Study text |

══════════════════════════════

En Mon, 20 Oct 2008 10:01:07 -0200, Митя <[EMAIL PROTECTED]> escribió:
Thank you for your answers!
my g_register is a global object, and it lives all the program's
lifetime, so 'with' is not appliable. Am I right?
Why not? You could use a with statement (or try/finally) around your main
entry point.
I tried to use atexit and wrote following:
class _Register(object):
def dump(self):
....
class Registerable(object):
....
g_register = _Register()
atexit.register(g_register.dump)
...
...
g_register.add(Registerable('aa'))
But now I get:
cPickle.PicklingError: Can't pickle <class '__main__.Registerable'>:
attribute lookup __main__.Registerable failed
Does that mean that by the time of atexit execution my Registerable
class is already dead?

══════════════════════════════

Activity 1 | In the message about atexit, can you update the passage between "my g_register is" and "atexit.register(g_register.dump)", inclusive, replacing "g_register" with "g_registry"?
Activity 2 | According to the message about atexit, why was a 'with' statement thought not applicable to g_register?
Activity 3 | Can you summarize the message about atexit in two sentences?

══════════════════════════════

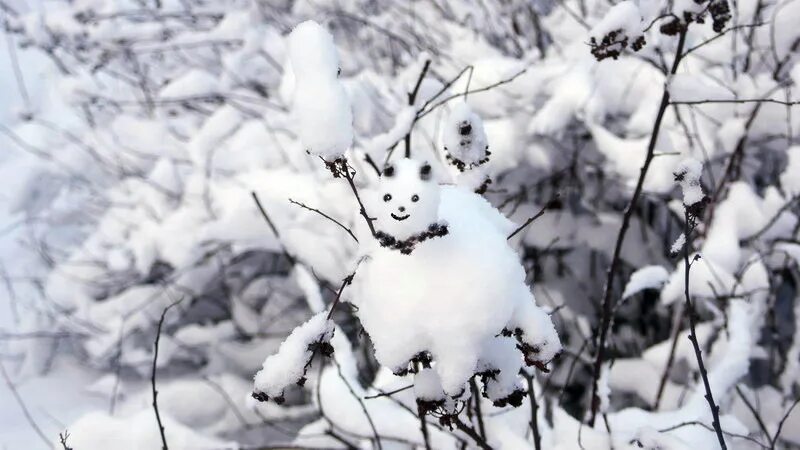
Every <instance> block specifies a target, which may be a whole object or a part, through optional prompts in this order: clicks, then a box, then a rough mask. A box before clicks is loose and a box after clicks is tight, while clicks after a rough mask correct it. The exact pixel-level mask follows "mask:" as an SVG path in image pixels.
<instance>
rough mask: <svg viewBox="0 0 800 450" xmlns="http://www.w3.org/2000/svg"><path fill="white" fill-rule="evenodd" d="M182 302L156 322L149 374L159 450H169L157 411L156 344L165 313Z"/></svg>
mask: <svg viewBox="0 0 800 450" xmlns="http://www.w3.org/2000/svg"><path fill="white" fill-rule="evenodd" d="M181 300H183V299H182V298H181V299H179V300H178V301H175V302H173V303H171V304H170V305H169V306H167V307H166V308H164V311H163V312H162V313H161V318H160V319H159V320H158V328H156V340H155V344H154V346H153V370H152V372H151V373H150V385H151V387H152V391H153V411H155V413H156V422H158V431H159V433H160V434H161V444H162V447H161V450H169V447H168V446H167V436H166V435H165V434H164V424H163V423H161V414H160V413H159V411H158V390H157V389H156V362H157V361H158V342H159V340H160V339H161V327H162V326H163V325H164V317H166V316H167V311H169V310H170V308H172V307H173V306H175V305H177V304H178V303H180V302H181Z"/></svg>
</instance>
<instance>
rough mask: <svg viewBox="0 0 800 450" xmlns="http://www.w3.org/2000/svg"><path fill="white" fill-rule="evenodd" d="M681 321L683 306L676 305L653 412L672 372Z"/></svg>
mask: <svg viewBox="0 0 800 450" xmlns="http://www.w3.org/2000/svg"><path fill="white" fill-rule="evenodd" d="M682 321H683V305H682V304H678V306H677V309H676V311H675V318H674V319H673V322H672V332H671V333H670V340H671V341H672V343H671V344H670V347H669V355H668V356H667V364H666V365H665V366H664V372H663V373H662V374H661V380H660V381H659V382H658V392H657V393H656V400H655V402H654V403H653V410H654V411H658V406H659V405H660V404H661V396H662V395H664V388H665V387H666V386H667V380H669V372H670V371H671V370H672V364H673V363H674V362H675V351H676V350H677V348H678V337H679V336H680V334H681V322H682Z"/></svg>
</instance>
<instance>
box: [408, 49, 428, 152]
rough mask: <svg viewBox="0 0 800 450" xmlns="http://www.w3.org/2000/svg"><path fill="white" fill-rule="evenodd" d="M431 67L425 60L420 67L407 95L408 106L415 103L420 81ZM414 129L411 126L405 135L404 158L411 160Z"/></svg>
mask: <svg viewBox="0 0 800 450" xmlns="http://www.w3.org/2000/svg"><path fill="white" fill-rule="evenodd" d="M430 66H431V60H430V59H426V60H425V64H424V65H423V66H422V71H421V72H420V73H419V78H417V84H415V85H414V89H413V90H412V91H411V92H409V93H408V106H414V102H416V101H417V94H418V93H419V87H420V86H421V85H422V80H423V78H425V74H427V73H428V68H429V67H430ZM413 129H414V124H413V123H412V124H411V127H410V128H409V129H408V133H407V134H406V158H411V130H413Z"/></svg>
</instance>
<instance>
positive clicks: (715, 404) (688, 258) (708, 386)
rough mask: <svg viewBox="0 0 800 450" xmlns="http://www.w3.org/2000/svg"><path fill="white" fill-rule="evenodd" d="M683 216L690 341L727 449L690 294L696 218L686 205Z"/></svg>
mask: <svg viewBox="0 0 800 450" xmlns="http://www.w3.org/2000/svg"><path fill="white" fill-rule="evenodd" d="M683 216H684V219H685V222H686V223H685V225H684V236H686V243H685V244H684V246H683V264H684V271H683V282H684V287H683V295H684V297H685V299H686V316H687V317H688V318H689V341H691V343H692V348H693V349H694V355H695V358H697V367H698V369H699V370H700V377H701V378H702V379H703V388H704V389H705V391H706V395H705V398H706V401H707V402H708V407H709V408H710V409H711V418H712V420H711V425H712V426H713V427H714V431H715V432H716V433H717V439H718V440H719V445H720V448H722V450H727V448H728V446H727V445H726V444H725V437H724V436H723V435H722V426H721V425H720V422H719V406H718V405H717V404H716V402H715V401H714V394H713V393H712V392H711V384H710V383H709V382H708V372H707V371H706V366H705V363H704V362H703V352H702V350H701V349H700V345H699V344H698V342H697V332H696V331H695V318H696V317H695V316H696V311H695V310H694V304H693V303H692V297H691V295H689V273H690V270H691V264H690V262H689V250H690V247H691V245H690V240H689V236H690V234H691V232H692V231H693V230H694V227H693V226H692V225H691V223H690V221H694V220H696V219H693V218H691V217H690V215H689V211H688V210H687V209H686V207H684V213H683Z"/></svg>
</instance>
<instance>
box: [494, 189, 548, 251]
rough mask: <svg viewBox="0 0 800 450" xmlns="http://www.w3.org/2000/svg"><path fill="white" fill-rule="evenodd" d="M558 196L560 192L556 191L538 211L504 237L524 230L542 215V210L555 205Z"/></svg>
mask: <svg viewBox="0 0 800 450" xmlns="http://www.w3.org/2000/svg"><path fill="white" fill-rule="evenodd" d="M559 196H560V194H559V193H556V195H554V196H553V198H551V199H550V200H549V201H548V202H547V203H546V204H545V205H544V206H542V209H540V210H539V212H537V213H536V214H534V215H533V216H531V217H530V218H528V220H526V221H525V222H524V223H523V224H522V225H520V226H519V227H518V228H517V229H516V230H514V231H512V232H511V234H509V235H508V237H506V240H508V239H511V238H512V237H514V236H516V235H517V234H518V233H519V232H520V231H522V230H524V229H525V227H527V226H528V225H530V224H532V223H533V222H534V221H535V220H536V219H538V218H539V217H541V216H542V215H544V212H545V211H547V209H548V208H552V207H553V206H555V205H556V204H557V203H558V198H559Z"/></svg>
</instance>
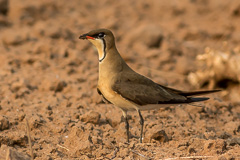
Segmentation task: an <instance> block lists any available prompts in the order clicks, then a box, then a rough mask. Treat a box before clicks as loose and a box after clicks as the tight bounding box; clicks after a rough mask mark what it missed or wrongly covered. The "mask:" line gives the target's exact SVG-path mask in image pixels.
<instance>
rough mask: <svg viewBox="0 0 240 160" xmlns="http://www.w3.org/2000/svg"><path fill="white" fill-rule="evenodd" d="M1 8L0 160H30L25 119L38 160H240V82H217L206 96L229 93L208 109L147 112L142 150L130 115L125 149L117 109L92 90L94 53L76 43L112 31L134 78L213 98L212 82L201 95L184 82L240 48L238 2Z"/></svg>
mask: <svg viewBox="0 0 240 160" xmlns="http://www.w3.org/2000/svg"><path fill="white" fill-rule="evenodd" d="M2 6H3V5H2ZM5 9H6V10H5V11H4V12H1V13H0V60H1V61H0V159H6V154H7V151H8V150H9V149H10V151H12V152H14V153H15V154H18V156H19V157H22V159H29V158H30V155H31V152H30V149H29V144H28V135H27V129H26V128H27V124H26V120H28V122H29V130H30V135H31V139H32V142H31V145H32V149H33V155H34V157H35V159H37V160H38V159H44V160H52V159H116V160H121V159H124V160H128V159H178V157H182V159H184V158H183V157H185V158H187V159H219V160H235V159H240V92H239V90H240V85H239V82H237V81H235V80H231V79H226V78H223V79H220V80H218V81H216V82H215V85H214V86H212V87H210V88H221V89H222V90H223V91H222V92H219V93H215V94H211V95H209V97H210V100H208V101H206V102H204V103H197V104H194V105H185V106H181V105H179V106H177V107H173V106H169V107H168V108H166V109H161V110H152V111H144V112H142V115H143V117H144V119H145V126H144V139H143V143H142V144H141V143H139V135H140V124H139V117H138V115H137V113H136V112H130V113H129V124H130V132H131V139H130V144H127V143H125V142H126V135H125V128H124V126H125V125H124V121H123V119H122V112H121V110H120V109H118V108H115V107H113V106H112V105H111V104H104V103H103V102H102V100H101V97H100V96H99V95H98V93H97V90H96V85H97V80H98V55H97V52H96V49H95V48H94V47H93V46H92V45H91V44H90V42H88V41H82V40H79V39H78V37H79V35H80V34H83V33H86V32H88V31H90V30H92V29H97V28H108V29H110V30H112V31H113V33H114V35H115V37H116V44H117V48H118V50H119V52H120V53H121V55H122V57H123V58H124V59H125V60H126V62H127V63H128V64H129V65H130V66H131V67H132V68H133V69H134V70H136V71H137V72H139V73H141V74H143V75H145V76H147V77H149V78H151V79H153V80H154V81H155V82H158V83H160V84H162V85H166V86H170V87H174V88H176V89H182V90H203V89H209V85H208V84H209V82H206V83H204V84H203V85H200V86H199V87H196V86H193V85H191V84H190V83H189V81H188V78H187V77H188V75H189V74H190V73H194V72H196V71H199V70H202V69H203V68H204V66H202V65H199V64H200V62H199V61H198V60H196V56H197V55H200V54H203V53H204V52H205V49H206V48H211V49H214V50H219V51H222V52H232V51H233V50H234V49H240V46H239V44H240V2H239V1H238V0H231V1H226V0H211V1H210V0H181V1H176V0H169V1H159V0H149V1H146V0H138V1H134V0H121V1H111V0H102V1H89V0H81V1H73V0H69V1H63V0H58V1H55V0H42V1H32V0H21V1H18V0H9V5H8V7H6V8H5ZM0 10H3V9H0ZM238 56H239V54H238ZM239 63H240V62H239ZM205 69H206V68H205ZM206 72H208V68H207V69H206ZM226 73H227V72H226ZM239 74H240V73H239ZM239 79H240V78H239ZM12 152H11V153H12ZM8 154H9V153H8ZM19 159H20V158H19Z"/></svg>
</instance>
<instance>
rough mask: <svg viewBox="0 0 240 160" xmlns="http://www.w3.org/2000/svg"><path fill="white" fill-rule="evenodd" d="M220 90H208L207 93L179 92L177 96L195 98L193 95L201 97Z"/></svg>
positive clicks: (202, 92) (205, 91) (194, 92)
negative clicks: (188, 96) (190, 97)
mask: <svg viewBox="0 0 240 160" xmlns="http://www.w3.org/2000/svg"><path fill="white" fill-rule="evenodd" d="M219 91H221V90H219V89H216V90H208V91H193V92H191V91H190V92H184V91H183V92H179V93H178V94H180V95H182V96H187V97H188V96H195V95H203V94H209V93H214V92H219Z"/></svg>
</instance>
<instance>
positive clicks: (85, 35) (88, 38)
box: [79, 34, 95, 39]
mask: <svg viewBox="0 0 240 160" xmlns="http://www.w3.org/2000/svg"><path fill="white" fill-rule="evenodd" d="M79 39H95V38H93V37H91V36H88V34H82V35H80V36H79Z"/></svg>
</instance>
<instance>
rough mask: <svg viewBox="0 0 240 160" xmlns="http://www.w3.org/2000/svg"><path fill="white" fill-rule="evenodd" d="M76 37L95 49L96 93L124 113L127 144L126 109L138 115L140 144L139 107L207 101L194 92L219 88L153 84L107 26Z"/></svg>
mask: <svg viewBox="0 0 240 160" xmlns="http://www.w3.org/2000/svg"><path fill="white" fill-rule="evenodd" d="M79 39H82V40H89V41H90V42H91V43H92V44H93V45H94V46H95V47H96V49H97V51H98V57H99V59H98V61H99V77H98V85H97V92H98V93H99V94H100V95H101V96H102V98H103V100H104V101H105V102H108V103H111V104H113V105H114V106H116V107H118V108H120V109H121V110H122V113H123V117H124V121H125V129H126V139H127V142H128V143H129V134H130V133H129V123H128V117H127V112H128V111H132V110H136V111H137V112H138V115H139V117H140V125H141V128H140V132H141V133H140V143H142V139H143V137H142V135H143V127H144V119H143V117H142V114H141V111H142V110H151V109H158V108H161V107H168V106H169V105H179V104H189V103H192V102H200V101H205V100H208V99H209V98H206V97H195V96H197V95H203V94H209V93H214V92H218V91H220V90H217V89H215V90H204V91H190V92H188V91H181V90H177V89H173V88H170V87H166V86H163V85H161V84H158V83H155V82H154V81H152V80H151V79H149V78H147V77H145V76H143V75H141V74H139V73H137V72H135V71H134V70H133V69H131V68H130V67H129V66H128V65H127V63H126V62H125V61H124V59H123V58H122V57H121V55H120V53H119V52H118V50H117V48H116V44H115V37H114V35H113V33H112V32H111V31H110V30H108V29H95V30H92V31H90V32H88V33H85V34H82V35H80V37H79Z"/></svg>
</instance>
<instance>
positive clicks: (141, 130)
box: [137, 110, 144, 143]
mask: <svg viewBox="0 0 240 160" xmlns="http://www.w3.org/2000/svg"><path fill="white" fill-rule="evenodd" d="M137 111H138V114H139V117H140V124H141V134H140V143H142V134H143V125H144V119H143V117H142V114H141V112H140V110H137Z"/></svg>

══════════════════════════════

Output 1 |
my g_registry is a global object, and it lives all the program's
lifetime, so 'with' is not appliable. Am I right?
Why not? You could use a with statement (or try/finally) around your main
entry point.
I tried to use atexit and wrote following:
class _Register(object):
def dump(self):
....
class Registerable(object):
....
g_registry = _Register()
atexit.register(g_registry.dump)

Output 2 | Because g_register is a global object that lives for the whole lifetime of the program.

Output 3 | Because g_register is a global object that lives for the program's whole lifetime, 'with' is questioned as an option, and the reply suggests a with statement or try/finally around the main entry point. After g_register.dump is registered with atexit, a cPickle.PicklingError says the Registerable class can't be pickled, which prompts the question of whether that class is already dead when atexit runs.